Supplied data Start Marker

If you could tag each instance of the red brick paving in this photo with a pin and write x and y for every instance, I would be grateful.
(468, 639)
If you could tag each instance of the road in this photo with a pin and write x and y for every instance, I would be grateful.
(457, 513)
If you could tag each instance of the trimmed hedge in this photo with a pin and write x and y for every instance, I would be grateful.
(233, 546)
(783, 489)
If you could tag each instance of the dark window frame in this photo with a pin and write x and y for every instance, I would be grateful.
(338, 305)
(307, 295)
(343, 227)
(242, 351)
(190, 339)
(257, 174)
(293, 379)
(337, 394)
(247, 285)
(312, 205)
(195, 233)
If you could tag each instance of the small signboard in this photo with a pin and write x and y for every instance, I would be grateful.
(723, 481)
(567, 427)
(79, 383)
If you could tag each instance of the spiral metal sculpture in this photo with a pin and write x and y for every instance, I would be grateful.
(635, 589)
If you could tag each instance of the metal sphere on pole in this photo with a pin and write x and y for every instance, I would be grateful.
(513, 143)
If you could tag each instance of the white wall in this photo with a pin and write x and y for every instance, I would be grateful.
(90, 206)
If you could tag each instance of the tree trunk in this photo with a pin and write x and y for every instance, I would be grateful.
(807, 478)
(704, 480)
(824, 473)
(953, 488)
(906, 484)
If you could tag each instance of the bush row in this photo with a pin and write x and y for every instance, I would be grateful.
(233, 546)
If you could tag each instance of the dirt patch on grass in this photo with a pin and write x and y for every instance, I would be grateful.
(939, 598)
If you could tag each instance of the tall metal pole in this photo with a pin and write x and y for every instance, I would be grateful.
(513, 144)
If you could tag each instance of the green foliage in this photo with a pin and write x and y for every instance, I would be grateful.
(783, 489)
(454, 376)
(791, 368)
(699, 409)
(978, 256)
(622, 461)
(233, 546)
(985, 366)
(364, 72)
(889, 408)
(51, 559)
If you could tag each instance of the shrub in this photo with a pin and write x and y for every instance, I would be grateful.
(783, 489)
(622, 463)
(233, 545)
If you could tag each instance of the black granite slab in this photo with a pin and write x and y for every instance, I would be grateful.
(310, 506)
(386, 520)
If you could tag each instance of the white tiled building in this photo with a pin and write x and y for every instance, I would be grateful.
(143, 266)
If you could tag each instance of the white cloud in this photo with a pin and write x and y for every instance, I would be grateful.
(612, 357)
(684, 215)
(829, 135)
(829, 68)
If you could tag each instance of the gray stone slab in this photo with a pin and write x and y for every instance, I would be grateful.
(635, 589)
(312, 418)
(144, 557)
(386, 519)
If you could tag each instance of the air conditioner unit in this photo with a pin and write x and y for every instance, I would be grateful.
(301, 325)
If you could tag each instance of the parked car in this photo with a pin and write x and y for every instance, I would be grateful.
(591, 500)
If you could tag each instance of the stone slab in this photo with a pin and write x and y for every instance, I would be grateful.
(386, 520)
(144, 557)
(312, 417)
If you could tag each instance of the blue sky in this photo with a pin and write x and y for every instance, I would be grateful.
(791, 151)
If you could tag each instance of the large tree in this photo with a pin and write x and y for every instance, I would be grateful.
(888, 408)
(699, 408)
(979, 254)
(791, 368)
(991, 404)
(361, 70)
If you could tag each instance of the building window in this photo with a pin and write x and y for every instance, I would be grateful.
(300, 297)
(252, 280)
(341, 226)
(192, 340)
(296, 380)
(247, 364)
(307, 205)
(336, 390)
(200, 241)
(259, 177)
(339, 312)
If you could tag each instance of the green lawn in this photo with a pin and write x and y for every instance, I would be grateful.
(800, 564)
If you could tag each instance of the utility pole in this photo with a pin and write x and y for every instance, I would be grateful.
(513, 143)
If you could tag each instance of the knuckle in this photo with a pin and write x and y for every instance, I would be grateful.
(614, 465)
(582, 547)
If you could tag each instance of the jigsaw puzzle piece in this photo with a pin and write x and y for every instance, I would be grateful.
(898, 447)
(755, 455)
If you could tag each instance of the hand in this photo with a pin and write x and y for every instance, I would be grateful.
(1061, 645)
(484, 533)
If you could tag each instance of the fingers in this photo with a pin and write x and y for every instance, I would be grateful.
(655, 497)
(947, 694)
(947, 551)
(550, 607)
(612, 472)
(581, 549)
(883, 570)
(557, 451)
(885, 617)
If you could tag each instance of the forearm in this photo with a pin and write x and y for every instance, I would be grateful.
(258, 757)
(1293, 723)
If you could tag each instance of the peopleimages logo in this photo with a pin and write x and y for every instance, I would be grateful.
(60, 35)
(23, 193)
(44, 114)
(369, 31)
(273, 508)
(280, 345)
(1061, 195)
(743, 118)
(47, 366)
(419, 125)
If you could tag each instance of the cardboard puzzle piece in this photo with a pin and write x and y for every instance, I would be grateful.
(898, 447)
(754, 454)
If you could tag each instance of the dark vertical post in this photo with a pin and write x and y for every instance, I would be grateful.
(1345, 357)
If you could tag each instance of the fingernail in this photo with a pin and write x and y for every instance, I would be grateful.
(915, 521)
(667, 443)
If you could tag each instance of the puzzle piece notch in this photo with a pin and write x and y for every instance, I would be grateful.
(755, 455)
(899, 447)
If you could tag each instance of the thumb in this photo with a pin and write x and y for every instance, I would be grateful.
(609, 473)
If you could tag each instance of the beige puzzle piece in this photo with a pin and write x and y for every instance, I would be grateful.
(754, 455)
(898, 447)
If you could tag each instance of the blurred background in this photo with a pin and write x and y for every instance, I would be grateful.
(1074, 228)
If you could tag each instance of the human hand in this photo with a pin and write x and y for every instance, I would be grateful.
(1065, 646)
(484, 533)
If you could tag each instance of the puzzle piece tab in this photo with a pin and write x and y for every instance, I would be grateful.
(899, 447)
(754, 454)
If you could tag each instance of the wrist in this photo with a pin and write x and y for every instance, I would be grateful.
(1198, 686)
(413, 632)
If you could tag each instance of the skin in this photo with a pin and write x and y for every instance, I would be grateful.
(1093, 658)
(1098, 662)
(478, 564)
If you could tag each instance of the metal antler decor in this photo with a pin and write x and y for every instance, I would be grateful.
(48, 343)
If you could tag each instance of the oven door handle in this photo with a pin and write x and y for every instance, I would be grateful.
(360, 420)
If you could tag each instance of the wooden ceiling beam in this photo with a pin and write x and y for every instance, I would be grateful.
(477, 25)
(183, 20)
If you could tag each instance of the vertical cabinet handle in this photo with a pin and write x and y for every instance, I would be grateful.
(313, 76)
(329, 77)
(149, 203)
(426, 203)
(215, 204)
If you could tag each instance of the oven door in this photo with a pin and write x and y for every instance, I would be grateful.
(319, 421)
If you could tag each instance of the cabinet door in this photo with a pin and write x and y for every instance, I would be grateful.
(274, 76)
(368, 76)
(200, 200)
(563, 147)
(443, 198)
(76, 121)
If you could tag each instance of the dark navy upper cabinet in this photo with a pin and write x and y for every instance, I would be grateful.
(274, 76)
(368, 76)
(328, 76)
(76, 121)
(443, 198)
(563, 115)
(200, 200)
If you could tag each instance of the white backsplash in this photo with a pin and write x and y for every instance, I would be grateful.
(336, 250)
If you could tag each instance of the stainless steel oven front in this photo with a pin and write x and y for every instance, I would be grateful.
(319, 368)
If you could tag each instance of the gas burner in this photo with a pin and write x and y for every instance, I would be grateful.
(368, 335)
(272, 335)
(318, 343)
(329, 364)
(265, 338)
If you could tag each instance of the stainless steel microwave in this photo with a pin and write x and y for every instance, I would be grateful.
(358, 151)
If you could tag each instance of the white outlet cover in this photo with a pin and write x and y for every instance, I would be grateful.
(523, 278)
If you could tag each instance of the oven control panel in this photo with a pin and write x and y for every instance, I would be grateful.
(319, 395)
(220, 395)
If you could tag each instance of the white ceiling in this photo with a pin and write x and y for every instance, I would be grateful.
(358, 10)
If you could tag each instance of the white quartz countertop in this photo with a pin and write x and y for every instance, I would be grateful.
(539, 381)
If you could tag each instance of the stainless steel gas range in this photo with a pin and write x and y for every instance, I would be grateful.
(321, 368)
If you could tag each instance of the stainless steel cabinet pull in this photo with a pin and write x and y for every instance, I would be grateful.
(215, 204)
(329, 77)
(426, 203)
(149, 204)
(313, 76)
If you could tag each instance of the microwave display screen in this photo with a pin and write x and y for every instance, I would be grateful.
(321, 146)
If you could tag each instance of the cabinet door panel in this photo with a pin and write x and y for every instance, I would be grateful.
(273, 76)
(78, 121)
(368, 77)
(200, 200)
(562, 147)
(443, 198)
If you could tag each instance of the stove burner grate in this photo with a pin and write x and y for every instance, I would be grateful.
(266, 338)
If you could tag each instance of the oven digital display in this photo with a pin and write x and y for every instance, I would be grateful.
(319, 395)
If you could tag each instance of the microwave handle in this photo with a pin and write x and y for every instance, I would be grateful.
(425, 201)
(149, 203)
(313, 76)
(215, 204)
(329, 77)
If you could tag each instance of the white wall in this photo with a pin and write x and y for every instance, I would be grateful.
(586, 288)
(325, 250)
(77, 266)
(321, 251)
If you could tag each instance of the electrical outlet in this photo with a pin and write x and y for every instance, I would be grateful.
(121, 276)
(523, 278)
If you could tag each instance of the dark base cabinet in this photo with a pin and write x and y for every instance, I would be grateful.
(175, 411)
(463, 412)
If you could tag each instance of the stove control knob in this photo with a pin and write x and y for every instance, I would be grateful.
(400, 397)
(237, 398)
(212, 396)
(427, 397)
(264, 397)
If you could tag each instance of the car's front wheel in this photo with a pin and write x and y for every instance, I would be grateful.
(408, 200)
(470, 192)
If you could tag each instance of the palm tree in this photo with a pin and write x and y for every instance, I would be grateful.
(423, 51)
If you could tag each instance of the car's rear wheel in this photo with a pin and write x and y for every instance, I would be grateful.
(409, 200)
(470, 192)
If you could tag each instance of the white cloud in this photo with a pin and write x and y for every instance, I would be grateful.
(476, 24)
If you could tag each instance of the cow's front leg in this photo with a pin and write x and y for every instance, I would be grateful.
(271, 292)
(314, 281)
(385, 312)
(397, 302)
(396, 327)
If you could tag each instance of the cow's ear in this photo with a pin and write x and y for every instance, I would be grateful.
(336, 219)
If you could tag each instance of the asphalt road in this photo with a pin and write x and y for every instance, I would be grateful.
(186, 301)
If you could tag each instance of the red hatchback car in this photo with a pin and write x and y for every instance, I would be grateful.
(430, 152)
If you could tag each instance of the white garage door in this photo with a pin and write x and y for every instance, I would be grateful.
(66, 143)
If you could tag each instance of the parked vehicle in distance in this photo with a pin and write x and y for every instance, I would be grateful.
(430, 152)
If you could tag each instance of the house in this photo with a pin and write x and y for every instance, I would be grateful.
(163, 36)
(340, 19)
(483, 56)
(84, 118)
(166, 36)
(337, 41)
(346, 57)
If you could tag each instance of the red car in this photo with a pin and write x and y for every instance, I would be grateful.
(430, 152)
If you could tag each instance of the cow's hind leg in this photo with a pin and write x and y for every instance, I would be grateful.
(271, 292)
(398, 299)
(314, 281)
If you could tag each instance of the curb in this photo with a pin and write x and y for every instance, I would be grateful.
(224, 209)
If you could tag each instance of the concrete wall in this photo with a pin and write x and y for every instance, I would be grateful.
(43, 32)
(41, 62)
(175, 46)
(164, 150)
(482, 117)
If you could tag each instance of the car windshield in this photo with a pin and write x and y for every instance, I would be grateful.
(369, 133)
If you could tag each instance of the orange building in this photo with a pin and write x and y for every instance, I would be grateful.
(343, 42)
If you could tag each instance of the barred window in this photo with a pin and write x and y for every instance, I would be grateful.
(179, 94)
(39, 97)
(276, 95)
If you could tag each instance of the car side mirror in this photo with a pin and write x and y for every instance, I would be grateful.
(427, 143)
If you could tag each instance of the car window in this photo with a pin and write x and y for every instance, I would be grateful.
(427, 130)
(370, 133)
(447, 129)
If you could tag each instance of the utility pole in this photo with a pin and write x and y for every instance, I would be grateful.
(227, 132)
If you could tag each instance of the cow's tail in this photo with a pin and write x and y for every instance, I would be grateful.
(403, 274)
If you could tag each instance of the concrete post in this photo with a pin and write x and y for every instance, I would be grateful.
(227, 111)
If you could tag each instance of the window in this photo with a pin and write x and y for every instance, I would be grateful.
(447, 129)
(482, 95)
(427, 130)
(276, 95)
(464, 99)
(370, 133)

Supplied data End Marker

■ Exercise directions: Extract every line from the one with "If you could tag each instance of the cow's tail" down to the final line above, both included, exactly as written.

■ Response area:
If you could tag each instance of the cow's tail in this photo with a pin and write x and y for every instance, I would be grateful.
(403, 274)
If you could tag each instance of the concrete post in this photo with a pin and write x and y for every instance, I would be grateful.
(227, 111)
If you could tag each instance of the window in this photo with a pin and write x and y for every instance, I would be grateful.
(447, 129)
(482, 95)
(427, 130)
(276, 95)
(464, 99)
(370, 133)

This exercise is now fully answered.